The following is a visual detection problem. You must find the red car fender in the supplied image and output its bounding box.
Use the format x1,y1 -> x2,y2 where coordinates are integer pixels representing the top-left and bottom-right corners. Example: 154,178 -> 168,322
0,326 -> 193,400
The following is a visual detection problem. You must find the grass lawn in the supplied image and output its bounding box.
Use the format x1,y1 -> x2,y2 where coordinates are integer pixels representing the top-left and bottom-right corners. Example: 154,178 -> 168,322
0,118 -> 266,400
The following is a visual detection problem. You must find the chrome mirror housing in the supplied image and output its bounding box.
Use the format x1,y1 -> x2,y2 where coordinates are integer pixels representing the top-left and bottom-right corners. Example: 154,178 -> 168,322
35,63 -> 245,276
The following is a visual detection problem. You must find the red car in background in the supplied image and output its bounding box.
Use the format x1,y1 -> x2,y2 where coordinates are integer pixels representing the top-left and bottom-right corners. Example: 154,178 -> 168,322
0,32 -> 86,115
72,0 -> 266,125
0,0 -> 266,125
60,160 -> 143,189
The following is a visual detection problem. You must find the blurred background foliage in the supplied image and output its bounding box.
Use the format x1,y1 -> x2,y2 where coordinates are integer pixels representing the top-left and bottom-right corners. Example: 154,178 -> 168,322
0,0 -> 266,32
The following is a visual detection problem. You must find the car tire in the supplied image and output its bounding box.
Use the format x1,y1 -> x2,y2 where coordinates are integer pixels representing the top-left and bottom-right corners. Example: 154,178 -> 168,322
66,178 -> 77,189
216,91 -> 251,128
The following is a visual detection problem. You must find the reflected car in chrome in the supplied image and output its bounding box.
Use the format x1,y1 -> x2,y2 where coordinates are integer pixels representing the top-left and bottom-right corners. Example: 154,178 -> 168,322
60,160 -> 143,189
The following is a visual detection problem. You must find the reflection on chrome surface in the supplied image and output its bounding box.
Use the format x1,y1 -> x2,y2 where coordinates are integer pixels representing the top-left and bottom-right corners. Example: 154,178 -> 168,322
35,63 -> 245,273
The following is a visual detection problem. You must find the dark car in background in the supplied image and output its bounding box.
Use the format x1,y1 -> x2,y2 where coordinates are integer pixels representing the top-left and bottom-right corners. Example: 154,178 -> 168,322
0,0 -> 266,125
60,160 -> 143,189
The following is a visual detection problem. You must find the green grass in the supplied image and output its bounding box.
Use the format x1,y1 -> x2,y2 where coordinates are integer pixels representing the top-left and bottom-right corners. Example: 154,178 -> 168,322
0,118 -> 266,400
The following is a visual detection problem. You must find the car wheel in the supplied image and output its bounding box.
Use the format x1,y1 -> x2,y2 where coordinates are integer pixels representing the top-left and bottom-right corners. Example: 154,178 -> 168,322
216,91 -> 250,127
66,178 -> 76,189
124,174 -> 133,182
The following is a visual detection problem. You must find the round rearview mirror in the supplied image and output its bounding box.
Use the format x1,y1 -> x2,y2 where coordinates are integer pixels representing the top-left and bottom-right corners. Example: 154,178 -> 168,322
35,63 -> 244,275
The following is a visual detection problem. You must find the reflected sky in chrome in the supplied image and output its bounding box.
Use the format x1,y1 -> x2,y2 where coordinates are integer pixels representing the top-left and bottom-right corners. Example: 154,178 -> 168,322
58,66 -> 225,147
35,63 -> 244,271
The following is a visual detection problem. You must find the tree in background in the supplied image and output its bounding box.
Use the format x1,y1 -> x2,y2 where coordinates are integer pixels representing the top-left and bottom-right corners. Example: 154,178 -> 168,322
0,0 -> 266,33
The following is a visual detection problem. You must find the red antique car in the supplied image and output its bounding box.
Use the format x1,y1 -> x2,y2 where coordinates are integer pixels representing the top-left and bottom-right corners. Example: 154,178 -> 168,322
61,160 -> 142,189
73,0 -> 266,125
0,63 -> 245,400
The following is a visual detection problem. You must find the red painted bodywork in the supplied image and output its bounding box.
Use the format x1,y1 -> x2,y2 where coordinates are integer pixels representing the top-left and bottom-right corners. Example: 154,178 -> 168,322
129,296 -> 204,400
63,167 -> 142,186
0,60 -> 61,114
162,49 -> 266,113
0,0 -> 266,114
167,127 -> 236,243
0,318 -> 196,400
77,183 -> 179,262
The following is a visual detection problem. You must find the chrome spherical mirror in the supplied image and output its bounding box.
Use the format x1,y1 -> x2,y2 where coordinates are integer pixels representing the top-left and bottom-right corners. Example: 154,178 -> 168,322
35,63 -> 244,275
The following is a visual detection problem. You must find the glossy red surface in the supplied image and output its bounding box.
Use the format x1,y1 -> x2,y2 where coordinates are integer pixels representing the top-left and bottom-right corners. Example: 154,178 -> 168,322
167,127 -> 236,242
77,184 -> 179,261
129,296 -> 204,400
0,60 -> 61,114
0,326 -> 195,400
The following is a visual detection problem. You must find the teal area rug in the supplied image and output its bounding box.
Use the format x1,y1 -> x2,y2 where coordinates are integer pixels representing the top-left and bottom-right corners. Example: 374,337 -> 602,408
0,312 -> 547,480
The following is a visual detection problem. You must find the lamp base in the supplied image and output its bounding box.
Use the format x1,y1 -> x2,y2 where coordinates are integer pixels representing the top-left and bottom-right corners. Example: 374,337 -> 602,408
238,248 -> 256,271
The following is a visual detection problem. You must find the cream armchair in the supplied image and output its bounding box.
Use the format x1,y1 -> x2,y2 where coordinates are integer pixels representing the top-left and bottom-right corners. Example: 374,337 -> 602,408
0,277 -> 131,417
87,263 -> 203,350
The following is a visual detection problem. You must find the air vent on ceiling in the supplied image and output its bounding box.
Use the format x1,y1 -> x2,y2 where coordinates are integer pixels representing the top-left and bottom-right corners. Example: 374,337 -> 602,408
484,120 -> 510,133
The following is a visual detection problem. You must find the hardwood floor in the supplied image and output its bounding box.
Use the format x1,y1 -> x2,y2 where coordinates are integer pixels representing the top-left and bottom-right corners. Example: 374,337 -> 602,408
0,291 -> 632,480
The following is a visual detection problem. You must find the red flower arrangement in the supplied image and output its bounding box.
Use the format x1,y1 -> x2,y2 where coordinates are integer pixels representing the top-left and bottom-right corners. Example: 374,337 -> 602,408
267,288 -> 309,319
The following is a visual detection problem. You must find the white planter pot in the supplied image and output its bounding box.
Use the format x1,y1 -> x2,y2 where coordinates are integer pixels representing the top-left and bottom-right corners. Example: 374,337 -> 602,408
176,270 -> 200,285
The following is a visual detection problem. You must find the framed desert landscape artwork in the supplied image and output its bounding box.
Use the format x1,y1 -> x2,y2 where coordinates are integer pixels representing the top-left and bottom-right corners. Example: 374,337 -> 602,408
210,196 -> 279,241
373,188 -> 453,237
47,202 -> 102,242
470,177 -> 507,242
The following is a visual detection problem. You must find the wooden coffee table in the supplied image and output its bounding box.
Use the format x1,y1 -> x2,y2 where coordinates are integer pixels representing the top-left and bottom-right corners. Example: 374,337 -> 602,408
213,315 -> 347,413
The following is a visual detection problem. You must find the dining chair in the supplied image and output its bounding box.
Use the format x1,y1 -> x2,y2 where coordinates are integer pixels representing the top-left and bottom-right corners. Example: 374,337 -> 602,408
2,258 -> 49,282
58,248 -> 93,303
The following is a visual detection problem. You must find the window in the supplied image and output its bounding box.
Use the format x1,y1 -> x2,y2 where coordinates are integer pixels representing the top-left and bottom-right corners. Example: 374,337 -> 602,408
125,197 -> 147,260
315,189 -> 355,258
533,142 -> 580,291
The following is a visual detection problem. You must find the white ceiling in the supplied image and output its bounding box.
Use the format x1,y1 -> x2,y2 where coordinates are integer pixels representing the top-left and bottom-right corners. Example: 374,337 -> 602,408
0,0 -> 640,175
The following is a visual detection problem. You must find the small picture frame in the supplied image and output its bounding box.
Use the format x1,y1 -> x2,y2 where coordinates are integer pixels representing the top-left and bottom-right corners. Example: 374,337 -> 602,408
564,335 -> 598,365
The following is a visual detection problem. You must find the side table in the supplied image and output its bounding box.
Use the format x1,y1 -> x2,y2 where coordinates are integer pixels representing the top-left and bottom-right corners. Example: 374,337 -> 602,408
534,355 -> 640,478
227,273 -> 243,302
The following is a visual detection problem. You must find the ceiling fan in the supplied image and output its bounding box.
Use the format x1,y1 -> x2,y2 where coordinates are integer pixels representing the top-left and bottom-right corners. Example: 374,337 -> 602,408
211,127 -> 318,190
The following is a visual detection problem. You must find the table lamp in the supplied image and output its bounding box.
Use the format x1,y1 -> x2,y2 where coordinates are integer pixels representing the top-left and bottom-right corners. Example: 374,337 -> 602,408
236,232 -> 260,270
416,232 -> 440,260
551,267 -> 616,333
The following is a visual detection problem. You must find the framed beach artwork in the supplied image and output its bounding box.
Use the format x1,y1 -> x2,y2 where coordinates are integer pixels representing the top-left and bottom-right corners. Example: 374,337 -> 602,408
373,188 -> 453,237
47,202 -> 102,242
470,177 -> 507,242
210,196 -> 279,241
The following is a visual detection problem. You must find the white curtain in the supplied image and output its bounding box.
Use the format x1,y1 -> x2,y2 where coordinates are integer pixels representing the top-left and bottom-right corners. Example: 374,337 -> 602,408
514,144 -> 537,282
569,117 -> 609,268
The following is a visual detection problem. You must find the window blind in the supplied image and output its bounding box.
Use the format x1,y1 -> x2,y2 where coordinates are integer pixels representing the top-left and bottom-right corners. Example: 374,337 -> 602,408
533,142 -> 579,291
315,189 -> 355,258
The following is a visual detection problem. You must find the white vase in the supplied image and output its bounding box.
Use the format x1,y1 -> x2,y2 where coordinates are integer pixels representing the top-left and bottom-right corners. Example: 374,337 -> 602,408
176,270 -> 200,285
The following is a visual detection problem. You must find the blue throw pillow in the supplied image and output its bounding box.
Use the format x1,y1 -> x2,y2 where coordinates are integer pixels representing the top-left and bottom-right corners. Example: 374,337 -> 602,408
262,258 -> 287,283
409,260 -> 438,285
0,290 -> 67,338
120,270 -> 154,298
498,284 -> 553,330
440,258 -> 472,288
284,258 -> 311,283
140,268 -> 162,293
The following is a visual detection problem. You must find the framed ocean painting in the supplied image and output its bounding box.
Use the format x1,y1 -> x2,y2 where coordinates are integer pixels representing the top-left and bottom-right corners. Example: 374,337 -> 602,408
· · · ·
- [题目要求]:
把上面数据中从含有“find the glossy”的那一行到含有“0,291 -> 632,480”的那一行逐字照抄出来，首尾两行都要包括在内。

- [完成结果]:
The following is a visual detection problem. You must find the glossy red surface in the supplied image and output its bounding box.
Use the format x1,y1 -> x2,y2 where coordinates are integer pixels representing the top-left and bottom-right corners. Example: 154,178 -> 168,322
167,127 -> 236,242
77,184 -> 179,261
129,296 -> 204,400
0,60 -> 61,114
0,326 -> 195,400
The following is a visual detection problem. You must find the teal area rug in the supplied image and output its bounding box.
Use the format x1,y1 -> x2,y2 where coordinates are integer pixels representing the top-left and bottom-right corners. Example: 374,337 -> 602,408
0,312 -> 547,480
The following is a visual detection problem. You must find the lamp base in the supplied image and output its bounding box.
Use the format x1,y1 -> x2,y2 where coordinates are integer pixels representing the top-left and bottom-right corners. Example: 374,337 -> 602,408
238,248 -> 256,271
The following is a visual detection problem. You must find the cream armchair in the supplied image and output its bounding box.
Use the format x1,y1 -> x2,y2 where coordinates are integer pixels representing the top-left and bottom-right corners. Example: 374,337 -> 602,408
0,277 -> 131,417
87,263 -> 203,350
The following is a visual detection problem. You must find the air vent on ceiling in the supplied image and output its bounding box.
Use the format x1,y1 -> x2,y2 where coordinates are integer pixels representing the top-left and bottom-right corners. Example: 374,337 -> 602,408
484,120 -> 510,133
The following is a visual detection problem. You must find the hardwood floor in the supplied image and output its bounding box.
Use the format x1,y1 -> x2,y2 where coordinates are integer pixels representing the top-left and bottom-right corners. Example: 374,337 -> 602,408
0,291 -> 632,480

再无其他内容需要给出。